=== Records for the exercise ===
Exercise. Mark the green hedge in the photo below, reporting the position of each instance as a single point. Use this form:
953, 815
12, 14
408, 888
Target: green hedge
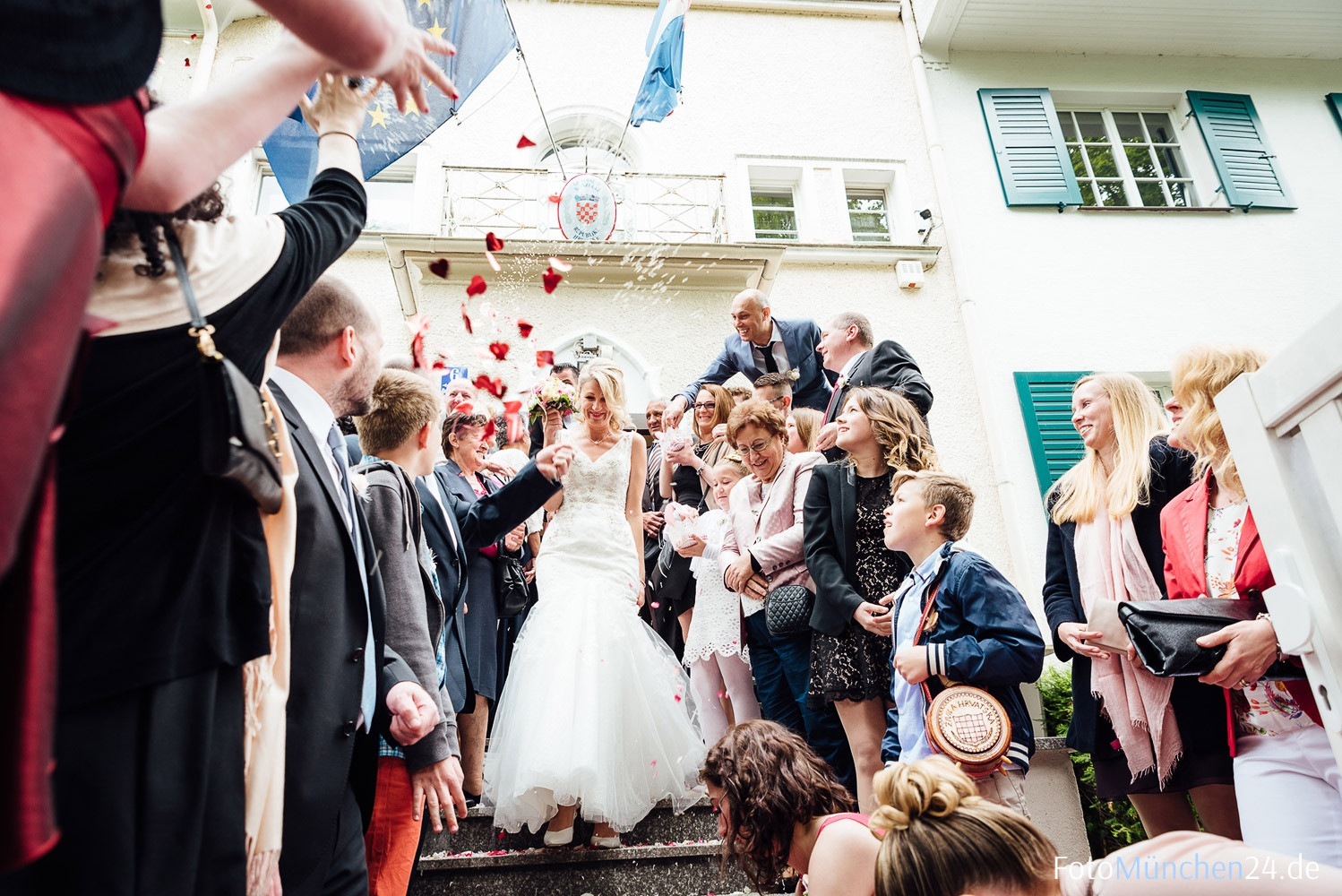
===
Exercise description: Your response must reproduce every line of the data exactly, with images omitted.

Reply to the task:
Exercise. Mark the green hedge in the photo below, reporting the position of each instance as a single point. Use this form:
953, 815
12, 14
408, 888
Target: green hedge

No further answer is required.